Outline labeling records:
====

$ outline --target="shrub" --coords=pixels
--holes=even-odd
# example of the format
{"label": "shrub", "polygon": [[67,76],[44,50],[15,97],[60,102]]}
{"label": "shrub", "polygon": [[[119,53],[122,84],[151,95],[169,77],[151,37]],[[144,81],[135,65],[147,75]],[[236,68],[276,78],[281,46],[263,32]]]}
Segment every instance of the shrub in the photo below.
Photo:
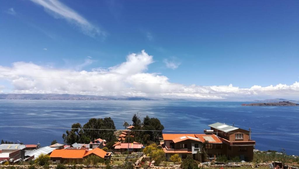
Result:
{"label": "shrub", "polygon": [[217,162],[226,163],[227,162],[227,157],[225,155],[219,155],[216,159]]}
{"label": "shrub", "polygon": [[58,164],[56,165],[55,169],[66,169],[66,167],[65,165],[62,164]]}
{"label": "shrub", "polygon": [[28,169],[36,169],[35,166],[33,165],[30,165],[28,167]]}
{"label": "shrub", "polygon": [[152,152],[150,157],[155,160],[155,165],[158,166],[161,162],[165,160],[165,153],[162,149],[159,149]]}
{"label": "shrub", "polygon": [[240,157],[235,156],[232,158],[230,161],[232,162],[241,162],[241,160],[240,159]]}
{"label": "shrub", "polygon": [[44,165],[43,168],[44,169],[49,169],[50,168],[50,166],[49,166],[49,165],[47,164]]}
{"label": "shrub", "polygon": [[170,159],[174,162],[175,164],[176,163],[182,161],[182,158],[180,157],[179,154],[175,154],[171,156]]}
{"label": "shrub", "polygon": [[103,163],[104,159],[96,156],[91,156],[83,160],[83,163],[85,165],[91,164],[95,165],[99,163]]}
{"label": "shrub", "polygon": [[35,159],[35,162],[39,165],[43,166],[46,164],[48,165],[50,160],[50,156],[48,154],[41,154]]}
{"label": "shrub", "polygon": [[199,169],[197,162],[189,156],[183,160],[180,168],[182,169]]}
{"label": "shrub", "polygon": [[155,144],[152,144],[149,146],[145,147],[144,149],[143,149],[143,153],[144,154],[150,154],[152,152],[154,151],[157,150],[157,145]]}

====

Copy out the data above, substituting "Outline" for "Segment" and leaving everything else unchanged. Leave the pictures out of your answer.

## CORRECT ANSWER
$ outline --target="shrub" --coords=pixels
--holes=even-odd
# example of the format
{"label": "shrub", "polygon": [[67,76],[44,50],[15,97],[60,102]]}
{"label": "shrub", "polygon": [[[119,53],[122,84],[151,95],[169,77],[151,37]],[[144,81],[135,65],[147,75]],[[236,68],[276,78],[281,46],[263,32]]]}
Outline every instance of the shrub in the photo below.
Photo:
Result:
{"label": "shrub", "polygon": [[217,162],[226,163],[227,162],[227,157],[225,155],[219,155],[216,159]]}
{"label": "shrub", "polygon": [[58,164],[56,165],[55,169],[66,169],[66,167],[65,165],[62,164]]}
{"label": "shrub", "polygon": [[28,169],[36,169],[35,166],[33,165],[30,165],[28,167]]}
{"label": "shrub", "polygon": [[152,152],[150,157],[155,160],[155,165],[158,166],[161,162],[165,160],[165,153],[162,149],[159,149]]}
{"label": "shrub", "polygon": [[240,157],[235,156],[232,158],[230,161],[232,162],[241,162],[241,160],[240,159]]}
{"label": "shrub", "polygon": [[44,165],[43,168],[44,169],[49,169],[50,168],[50,166],[49,166],[49,165],[47,164]]}
{"label": "shrub", "polygon": [[170,159],[174,162],[175,164],[176,163],[182,161],[182,158],[180,157],[179,154],[175,154],[171,156]]}
{"label": "shrub", "polygon": [[103,163],[104,159],[96,156],[91,156],[83,160],[83,163],[85,165],[91,164],[95,165],[99,163]]}
{"label": "shrub", "polygon": [[35,159],[35,162],[39,165],[43,166],[46,164],[48,165],[50,160],[50,156],[48,154],[41,154]]}
{"label": "shrub", "polygon": [[199,169],[197,162],[189,156],[183,160],[180,168],[182,169]]}
{"label": "shrub", "polygon": [[155,144],[152,144],[149,146],[145,147],[144,149],[143,149],[143,153],[144,154],[150,154],[152,152],[154,151],[157,150],[157,145]]}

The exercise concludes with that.